(Items stored from a collection)
## begin
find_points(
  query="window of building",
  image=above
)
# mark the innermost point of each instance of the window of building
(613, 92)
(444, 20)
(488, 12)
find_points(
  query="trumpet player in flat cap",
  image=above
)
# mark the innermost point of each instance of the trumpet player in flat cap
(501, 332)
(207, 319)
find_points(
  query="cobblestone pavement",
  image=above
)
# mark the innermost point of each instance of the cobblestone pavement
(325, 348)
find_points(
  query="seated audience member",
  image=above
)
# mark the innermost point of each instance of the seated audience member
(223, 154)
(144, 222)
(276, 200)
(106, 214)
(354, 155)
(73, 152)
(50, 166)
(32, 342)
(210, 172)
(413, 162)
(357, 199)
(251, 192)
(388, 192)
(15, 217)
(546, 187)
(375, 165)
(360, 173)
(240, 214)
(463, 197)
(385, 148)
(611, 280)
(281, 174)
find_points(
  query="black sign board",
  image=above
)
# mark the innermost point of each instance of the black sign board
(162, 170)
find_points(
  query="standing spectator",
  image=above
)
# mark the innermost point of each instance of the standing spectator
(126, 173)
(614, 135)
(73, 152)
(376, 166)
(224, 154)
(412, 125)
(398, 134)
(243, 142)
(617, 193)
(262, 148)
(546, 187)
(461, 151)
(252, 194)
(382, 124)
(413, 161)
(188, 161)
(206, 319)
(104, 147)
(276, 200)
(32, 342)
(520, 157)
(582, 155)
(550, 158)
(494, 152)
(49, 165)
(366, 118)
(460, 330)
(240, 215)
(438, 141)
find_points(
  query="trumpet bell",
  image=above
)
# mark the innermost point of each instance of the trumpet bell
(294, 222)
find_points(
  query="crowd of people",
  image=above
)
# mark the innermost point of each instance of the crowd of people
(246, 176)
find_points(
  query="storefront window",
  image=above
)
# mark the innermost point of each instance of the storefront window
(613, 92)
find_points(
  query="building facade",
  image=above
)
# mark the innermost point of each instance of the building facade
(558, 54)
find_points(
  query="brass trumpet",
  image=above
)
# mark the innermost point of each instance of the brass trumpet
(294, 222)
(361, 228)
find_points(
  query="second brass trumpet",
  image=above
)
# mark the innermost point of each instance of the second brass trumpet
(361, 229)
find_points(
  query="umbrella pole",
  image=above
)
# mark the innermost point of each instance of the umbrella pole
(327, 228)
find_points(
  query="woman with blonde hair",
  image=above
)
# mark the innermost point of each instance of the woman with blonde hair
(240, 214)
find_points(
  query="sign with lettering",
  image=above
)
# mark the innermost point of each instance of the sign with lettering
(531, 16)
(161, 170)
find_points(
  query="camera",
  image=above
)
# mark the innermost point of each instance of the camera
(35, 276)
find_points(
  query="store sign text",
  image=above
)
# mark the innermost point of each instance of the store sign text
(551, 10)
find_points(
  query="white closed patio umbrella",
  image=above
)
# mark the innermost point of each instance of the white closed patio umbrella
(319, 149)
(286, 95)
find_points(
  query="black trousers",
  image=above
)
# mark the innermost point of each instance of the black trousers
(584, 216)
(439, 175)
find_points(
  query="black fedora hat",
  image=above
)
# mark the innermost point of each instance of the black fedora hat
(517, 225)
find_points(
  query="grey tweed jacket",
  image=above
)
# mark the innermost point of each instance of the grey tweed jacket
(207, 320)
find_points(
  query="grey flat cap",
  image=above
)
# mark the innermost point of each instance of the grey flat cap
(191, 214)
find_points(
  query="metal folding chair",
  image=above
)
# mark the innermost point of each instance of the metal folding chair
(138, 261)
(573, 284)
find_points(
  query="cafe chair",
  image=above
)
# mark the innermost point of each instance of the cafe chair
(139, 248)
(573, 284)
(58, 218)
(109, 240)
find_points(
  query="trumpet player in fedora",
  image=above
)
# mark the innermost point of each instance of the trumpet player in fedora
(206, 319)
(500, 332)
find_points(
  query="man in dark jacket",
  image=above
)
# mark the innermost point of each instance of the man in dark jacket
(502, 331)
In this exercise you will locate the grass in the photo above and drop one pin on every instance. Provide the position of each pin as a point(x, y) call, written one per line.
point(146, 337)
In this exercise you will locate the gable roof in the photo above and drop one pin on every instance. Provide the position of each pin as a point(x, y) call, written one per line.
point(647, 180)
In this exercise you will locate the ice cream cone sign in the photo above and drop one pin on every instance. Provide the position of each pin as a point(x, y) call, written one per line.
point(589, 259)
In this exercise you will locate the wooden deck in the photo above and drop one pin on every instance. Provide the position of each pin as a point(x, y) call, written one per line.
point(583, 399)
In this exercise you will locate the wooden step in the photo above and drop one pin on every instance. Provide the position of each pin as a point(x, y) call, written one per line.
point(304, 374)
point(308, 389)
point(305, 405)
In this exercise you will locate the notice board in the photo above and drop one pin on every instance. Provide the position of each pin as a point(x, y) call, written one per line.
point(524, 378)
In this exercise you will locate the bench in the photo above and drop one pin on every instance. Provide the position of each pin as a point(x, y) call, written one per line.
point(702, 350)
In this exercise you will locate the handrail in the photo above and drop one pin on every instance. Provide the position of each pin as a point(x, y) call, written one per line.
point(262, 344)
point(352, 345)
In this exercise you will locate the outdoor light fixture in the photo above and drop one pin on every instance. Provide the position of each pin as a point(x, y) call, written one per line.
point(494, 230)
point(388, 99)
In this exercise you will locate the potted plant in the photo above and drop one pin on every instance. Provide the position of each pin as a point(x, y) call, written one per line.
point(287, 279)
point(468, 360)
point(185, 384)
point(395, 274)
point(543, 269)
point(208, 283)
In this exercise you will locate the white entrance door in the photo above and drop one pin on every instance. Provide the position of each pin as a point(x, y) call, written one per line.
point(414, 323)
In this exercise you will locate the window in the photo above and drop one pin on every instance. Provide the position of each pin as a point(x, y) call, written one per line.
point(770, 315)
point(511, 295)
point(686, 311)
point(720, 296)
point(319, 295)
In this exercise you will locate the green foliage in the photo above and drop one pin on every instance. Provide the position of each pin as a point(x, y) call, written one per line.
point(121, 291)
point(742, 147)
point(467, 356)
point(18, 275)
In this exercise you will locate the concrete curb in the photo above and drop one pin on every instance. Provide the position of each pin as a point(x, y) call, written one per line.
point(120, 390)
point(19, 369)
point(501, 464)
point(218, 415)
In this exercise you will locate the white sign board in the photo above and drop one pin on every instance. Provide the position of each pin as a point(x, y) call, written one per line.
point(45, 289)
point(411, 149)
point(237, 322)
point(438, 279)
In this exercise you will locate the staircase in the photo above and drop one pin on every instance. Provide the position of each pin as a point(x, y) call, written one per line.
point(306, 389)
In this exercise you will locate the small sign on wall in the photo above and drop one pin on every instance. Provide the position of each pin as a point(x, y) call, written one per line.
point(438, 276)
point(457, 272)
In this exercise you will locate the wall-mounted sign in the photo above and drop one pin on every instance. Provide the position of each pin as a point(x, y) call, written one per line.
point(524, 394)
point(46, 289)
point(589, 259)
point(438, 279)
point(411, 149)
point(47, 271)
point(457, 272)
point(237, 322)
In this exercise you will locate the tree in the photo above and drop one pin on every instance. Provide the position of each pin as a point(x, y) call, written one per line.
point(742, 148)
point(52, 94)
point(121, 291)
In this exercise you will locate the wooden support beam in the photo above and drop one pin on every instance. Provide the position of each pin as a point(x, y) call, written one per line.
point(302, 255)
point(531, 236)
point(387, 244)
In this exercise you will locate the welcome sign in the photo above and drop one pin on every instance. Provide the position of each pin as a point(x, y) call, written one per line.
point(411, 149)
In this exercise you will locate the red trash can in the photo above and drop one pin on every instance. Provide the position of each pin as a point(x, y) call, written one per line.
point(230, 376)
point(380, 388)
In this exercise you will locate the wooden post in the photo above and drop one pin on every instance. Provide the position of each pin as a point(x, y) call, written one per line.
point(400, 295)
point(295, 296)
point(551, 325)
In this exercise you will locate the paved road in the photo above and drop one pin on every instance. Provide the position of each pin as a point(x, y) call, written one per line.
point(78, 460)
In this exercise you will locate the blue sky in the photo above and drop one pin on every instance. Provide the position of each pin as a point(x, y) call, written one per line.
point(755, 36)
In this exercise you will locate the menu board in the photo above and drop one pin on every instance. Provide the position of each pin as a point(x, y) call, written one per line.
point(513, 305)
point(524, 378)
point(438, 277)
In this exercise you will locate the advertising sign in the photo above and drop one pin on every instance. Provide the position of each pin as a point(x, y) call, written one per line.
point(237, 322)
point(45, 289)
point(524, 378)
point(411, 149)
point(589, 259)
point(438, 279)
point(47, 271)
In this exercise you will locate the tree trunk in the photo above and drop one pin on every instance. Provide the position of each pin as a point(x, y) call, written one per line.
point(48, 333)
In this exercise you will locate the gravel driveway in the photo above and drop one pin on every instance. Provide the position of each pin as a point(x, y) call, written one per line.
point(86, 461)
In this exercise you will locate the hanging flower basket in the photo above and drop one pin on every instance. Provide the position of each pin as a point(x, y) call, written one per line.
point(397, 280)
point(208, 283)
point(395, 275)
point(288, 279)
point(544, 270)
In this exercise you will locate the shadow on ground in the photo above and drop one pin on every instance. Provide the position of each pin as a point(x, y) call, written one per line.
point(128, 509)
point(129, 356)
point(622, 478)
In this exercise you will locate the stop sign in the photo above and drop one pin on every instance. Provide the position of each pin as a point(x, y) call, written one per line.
## end
» **PROMPT**
Rewrite the data from the line that contains "In this exercise you will locate the advertising" through the line that contains "point(86, 461)", and include every request line. In each answer, scale the x and y coordinates by 0.2 and round them to whole numbers, with halves rounded up, but leave any numbers in the requests and their format samples unchanged.

» **RESULT**
In this exercise you will locate the advertising sign in the photo above and drop one pin on every instance. Provide the position of each pin as a point(x, y) call, written one per line.
point(47, 64)
point(9, 58)
point(105, 76)
point(82, 30)
point(118, 52)
point(88, 56)
point(9, 54)
In this exercise you will locate the tree trunk in the photo above and drop one pin on every instance. Provide the position of each pin as a point(x, y) call, written one per line.
point(10, 67)
In this exercise you will locate the gravel driveway in the photo above and drop one pin on every instance. Provide the position of each pin as a point(x, y) call, written one per line.
point(17, 92)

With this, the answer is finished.